Pointing and labeling entries
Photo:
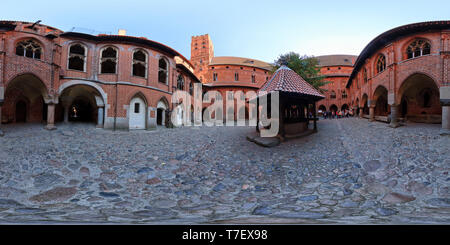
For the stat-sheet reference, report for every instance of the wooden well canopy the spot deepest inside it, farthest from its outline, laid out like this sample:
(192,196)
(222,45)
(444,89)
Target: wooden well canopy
(297,102)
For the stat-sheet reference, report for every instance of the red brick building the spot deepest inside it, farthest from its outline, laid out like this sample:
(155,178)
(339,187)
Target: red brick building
(336,70)
(115,81)
(404,73)
(226,73)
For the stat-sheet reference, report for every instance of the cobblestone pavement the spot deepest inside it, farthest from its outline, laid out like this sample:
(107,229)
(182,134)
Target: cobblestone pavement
(352,172)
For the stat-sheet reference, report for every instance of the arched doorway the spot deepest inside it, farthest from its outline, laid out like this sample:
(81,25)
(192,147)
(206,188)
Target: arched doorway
(365,106)
(322,108)
(21,111)
(24,100)
(419,99)
(381,105)
(161,108)
(80,103)
(137,112)
(333,108)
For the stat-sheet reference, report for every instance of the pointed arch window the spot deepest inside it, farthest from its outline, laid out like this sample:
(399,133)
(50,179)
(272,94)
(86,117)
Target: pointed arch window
(140,64)
(77,57)
(191,88)
(332,94)
(180,82)
(365,75)
(29,48)
(381,63)
(418,48)
(108,61)
(163,74)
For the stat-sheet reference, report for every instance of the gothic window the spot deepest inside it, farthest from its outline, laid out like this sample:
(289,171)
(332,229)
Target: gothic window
(191,88)
(332,94)
(108,60)
(180,82)
(381,63)
(29,48)
(365,75)
(77,57)
(418,48)
(163,75)
(140,64)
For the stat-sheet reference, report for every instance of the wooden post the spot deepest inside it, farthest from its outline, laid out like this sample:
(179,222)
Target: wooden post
(257,115)
(281,118)
(315,118)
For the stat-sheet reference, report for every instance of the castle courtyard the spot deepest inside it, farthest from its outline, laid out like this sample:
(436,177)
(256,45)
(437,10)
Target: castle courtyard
(351,172)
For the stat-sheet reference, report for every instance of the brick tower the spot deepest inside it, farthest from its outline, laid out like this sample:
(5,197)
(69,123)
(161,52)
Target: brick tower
(202,51)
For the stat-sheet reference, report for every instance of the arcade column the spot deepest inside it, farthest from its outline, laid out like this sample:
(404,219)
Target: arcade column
(1,132)
(50,116)
(371,110)
(445,102)
(100,117)
(394,111)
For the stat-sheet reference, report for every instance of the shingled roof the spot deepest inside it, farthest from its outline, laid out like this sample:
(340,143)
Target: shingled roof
(230,60)
(336,60)
(287,80)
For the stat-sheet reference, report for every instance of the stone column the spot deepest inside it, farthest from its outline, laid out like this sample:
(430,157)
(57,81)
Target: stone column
(100,117)
(394,117)
(445,102)
(1,132)
(66,114)
(50,117)
(372,113)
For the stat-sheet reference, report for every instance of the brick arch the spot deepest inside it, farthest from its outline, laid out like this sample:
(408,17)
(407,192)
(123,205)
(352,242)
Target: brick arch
(137,93)
(409,41)
(38,40)
(43,87)
(164,100)
(72,83)
(417,72)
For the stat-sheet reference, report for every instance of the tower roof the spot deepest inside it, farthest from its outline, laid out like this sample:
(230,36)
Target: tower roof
(287,80)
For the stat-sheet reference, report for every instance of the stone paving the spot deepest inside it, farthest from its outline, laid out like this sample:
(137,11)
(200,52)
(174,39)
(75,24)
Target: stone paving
(351,172)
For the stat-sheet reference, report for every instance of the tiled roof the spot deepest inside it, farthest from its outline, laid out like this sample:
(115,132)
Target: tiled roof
(230,60)
(287,80)
(336,60)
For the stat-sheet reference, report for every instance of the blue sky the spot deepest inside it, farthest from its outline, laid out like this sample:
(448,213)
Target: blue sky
(256,29)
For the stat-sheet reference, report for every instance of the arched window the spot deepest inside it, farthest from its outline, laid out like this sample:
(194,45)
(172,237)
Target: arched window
(163,71)
(365,75)
(381,63)
(139,63)
(418,48)
(77,57)
(29,48)
(191,88)
(332,94)
(108,61)
(180,82)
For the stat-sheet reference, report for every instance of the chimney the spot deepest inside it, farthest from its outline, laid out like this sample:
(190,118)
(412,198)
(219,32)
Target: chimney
(122,32)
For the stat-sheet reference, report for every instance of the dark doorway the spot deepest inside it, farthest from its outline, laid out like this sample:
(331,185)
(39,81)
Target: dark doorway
(81,111)
(159,113)
(21,111)
(404,107)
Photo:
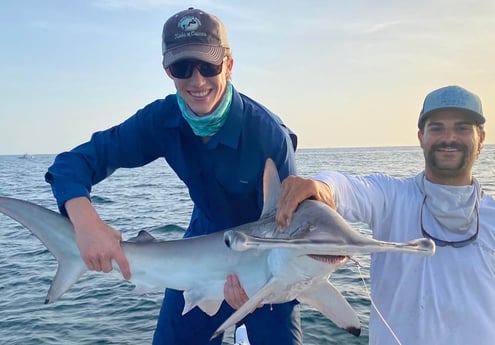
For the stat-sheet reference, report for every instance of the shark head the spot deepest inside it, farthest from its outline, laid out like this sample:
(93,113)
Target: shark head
(301,259)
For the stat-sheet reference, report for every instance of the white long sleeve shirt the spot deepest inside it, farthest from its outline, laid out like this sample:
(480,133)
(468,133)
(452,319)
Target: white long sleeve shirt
(448,298)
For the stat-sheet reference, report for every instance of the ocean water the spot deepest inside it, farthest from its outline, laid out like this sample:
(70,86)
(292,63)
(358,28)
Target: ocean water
(104,309)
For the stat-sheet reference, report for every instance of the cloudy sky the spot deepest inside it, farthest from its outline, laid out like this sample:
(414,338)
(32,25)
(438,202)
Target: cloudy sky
(340,73)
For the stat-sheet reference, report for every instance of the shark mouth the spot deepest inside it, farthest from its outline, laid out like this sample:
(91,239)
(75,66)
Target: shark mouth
(329,259)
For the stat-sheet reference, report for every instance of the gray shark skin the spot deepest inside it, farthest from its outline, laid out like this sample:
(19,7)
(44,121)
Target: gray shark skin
(272,266)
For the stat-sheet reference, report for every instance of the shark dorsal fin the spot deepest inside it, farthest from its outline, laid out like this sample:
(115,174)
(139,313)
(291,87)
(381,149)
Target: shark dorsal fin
(142,237)
(271,188)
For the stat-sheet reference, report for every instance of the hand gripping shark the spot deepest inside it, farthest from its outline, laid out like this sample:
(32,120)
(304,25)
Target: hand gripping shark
(272,266)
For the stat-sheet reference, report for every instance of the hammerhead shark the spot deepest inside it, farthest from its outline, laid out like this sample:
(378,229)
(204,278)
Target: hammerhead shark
(272,266)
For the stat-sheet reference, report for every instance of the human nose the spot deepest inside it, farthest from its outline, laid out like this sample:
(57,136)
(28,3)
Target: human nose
(450,134)
(196,77)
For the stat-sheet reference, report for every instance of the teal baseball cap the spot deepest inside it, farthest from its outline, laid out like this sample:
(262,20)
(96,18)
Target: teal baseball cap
(452,97)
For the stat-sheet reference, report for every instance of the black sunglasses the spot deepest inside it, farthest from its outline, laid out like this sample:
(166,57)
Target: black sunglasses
(184,69)
(455,244)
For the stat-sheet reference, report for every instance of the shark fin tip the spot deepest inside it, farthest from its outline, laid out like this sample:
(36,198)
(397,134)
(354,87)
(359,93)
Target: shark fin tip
(354,331)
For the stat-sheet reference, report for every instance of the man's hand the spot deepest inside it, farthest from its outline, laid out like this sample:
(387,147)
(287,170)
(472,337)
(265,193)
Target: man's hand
(98,242)
(295,190)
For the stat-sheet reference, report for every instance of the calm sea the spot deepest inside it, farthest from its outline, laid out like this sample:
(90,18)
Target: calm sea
(103,309)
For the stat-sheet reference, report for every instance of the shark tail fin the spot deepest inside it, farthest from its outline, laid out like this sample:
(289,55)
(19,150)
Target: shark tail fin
(57,234)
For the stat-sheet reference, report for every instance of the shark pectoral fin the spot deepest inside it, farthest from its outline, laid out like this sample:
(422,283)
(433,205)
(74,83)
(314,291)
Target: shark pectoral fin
(68,273)
(329,301)
(194,297)
(250,305)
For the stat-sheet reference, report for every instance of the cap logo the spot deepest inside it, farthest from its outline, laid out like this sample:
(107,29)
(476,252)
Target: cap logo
(189,23)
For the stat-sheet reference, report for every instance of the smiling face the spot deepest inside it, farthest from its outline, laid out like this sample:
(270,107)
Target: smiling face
(203,94)
(451,143)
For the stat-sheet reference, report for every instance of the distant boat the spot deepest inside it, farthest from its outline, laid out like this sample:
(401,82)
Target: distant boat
(26,156)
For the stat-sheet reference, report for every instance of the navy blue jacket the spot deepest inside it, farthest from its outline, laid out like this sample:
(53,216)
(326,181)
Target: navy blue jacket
(224,175)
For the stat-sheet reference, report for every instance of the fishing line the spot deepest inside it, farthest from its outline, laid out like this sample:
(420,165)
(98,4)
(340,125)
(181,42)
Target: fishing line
(358,265)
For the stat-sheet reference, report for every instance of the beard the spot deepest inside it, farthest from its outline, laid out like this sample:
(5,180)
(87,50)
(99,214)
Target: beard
(449,167)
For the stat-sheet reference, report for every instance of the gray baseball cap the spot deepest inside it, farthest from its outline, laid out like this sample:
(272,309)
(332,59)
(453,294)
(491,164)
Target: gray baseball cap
(452,97)
(194,34)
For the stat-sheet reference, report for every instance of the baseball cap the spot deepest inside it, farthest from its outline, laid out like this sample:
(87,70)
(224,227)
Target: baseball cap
(452,97)
(193,34)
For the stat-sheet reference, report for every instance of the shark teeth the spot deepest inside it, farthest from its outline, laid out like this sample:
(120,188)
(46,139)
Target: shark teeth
(329,259)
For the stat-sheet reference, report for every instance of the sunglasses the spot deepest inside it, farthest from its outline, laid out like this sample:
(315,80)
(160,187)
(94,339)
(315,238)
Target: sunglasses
(454,244)
(184,69)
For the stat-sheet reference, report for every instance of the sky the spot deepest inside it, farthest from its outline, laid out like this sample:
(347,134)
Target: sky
(348,73)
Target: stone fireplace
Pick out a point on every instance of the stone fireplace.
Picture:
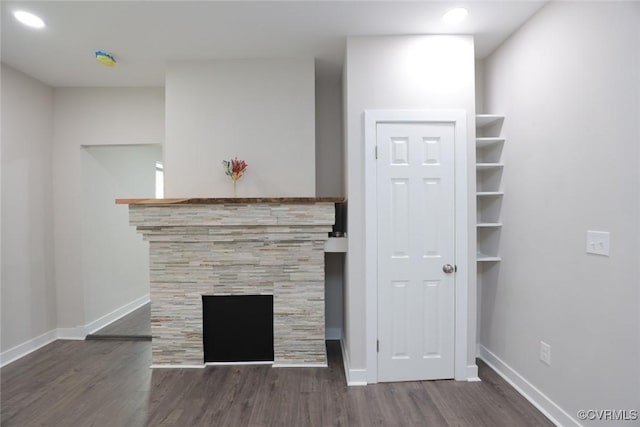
(202, 247)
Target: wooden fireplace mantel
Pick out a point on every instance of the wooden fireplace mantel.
(230, 200)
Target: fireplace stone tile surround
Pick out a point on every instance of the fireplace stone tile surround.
(236, 247)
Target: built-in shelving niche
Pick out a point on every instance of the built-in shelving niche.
(489, 191)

● TO BE DONE: Omit the pictures and please write out exactly the lines between the one containing "the gray baseball" and the last line of the entries, both included.

● TASK SOLUTION:
For the stat-sheet reference, report for every instance of the gray baseball cap the spot deepest inside it, farthest from its outline, laid out like this sample:
(272,309)
(332,59)
(453,294)
(491,164)
Target: gray baseball cap
(452,97)
(194,34)
For the stat-sheet reference, report for every instance of the baseball cap the spot deepest inside it, farthest from its outline, laid out like this sample:
(87,70)
(224,227)
Target: baseball cap
(452,97)
(193,34)
For the stat-sheet reference, report for every instance of the shark teeth the spot deepest inside it, farthest from its outline, laid out like this sample:
(120,188)
(46,139)
Target: shark teeth
(329,259)
For the stat-sheet reference, report for every instance of the sunglasses the spot deepest inside it, farthest from its outline, laid out like this sample:
(315,80)
(160,187)
(94,339)
(315,238)
Target: sunglasses
(454,244)
(184,69)
For the stat-sheet reference, report for every instance of the sky the spot deepest inside it, farthest from its outline, laid out like this sample:
(347,134)
Target: sky
(348,73)
Target: stone fireplace
Pick out a point on every instance of the stone fireplace.
Picture:
(202, 247)
Target: wooden fireplace mantel
Pick out a point on every instance of the wooden fireplace mantel.
(230, 200)
Target: fireplace stone tile surround
Pick out a point on every instance of the fireplace stone tile surround.
(236, 247)
Target: built-in shelving niche
Pick out a point on every instance of the built-in shelving niche.
(489, 191)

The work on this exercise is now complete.